### Selected text
........
When I graduated high school in May 2015, I had no idea what I was going to do with my life at 18 years old. I was pressured by my family to pick a major, and it stressed me out.
I didn’t care about the general education classes such as math, history, and science because they were all boring to me. I would often tell myself : “School is seriously not for me.”
But, I proved myself wrong.
The difference was that I didn’t have a “plan” set in stone, and I didn’t know what my passions were yet. So, instead of going to a four-year university right after high school, I enrolled at Cypress College to figure out what I wanted to do with my life.
Let me tell you, it was a totally difficult transition for me, especially because I struggled with my mental health. It took almost five years for me to get my associate’s degree in journalism.
I suffered from untreated anxiety disorder and depression during my first three years in community college because I was too prideful to ask for help. Being raised in an old-fashioned Latinx household made me believe that therapy is for “crazy people,” and medication will lead to addiction.
........
### Assigned task
Duplicate the passage from the personal essay about community college and mental health, starting at "I suffered from" and ending at "lead to addiction.".

Source records
........
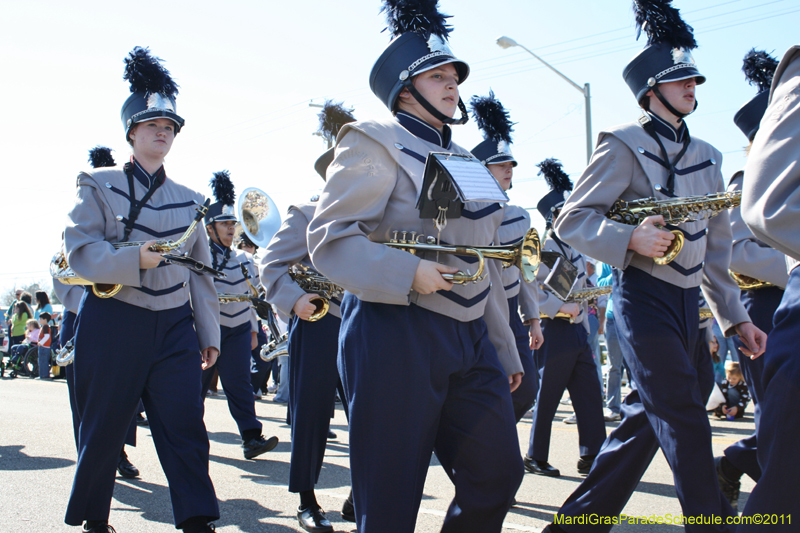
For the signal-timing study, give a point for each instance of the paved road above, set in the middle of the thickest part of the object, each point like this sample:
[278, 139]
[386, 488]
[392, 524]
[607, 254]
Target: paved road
[37, 461]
........
### Exercise solution
I suffered from untreated anxiety disorder and depression during my first three years in community college because I was too prideful to ask for help. Being raised in an old-fashioned Latinx household made me believe that therapy is for “crazy people,” and medication will lead to addiction.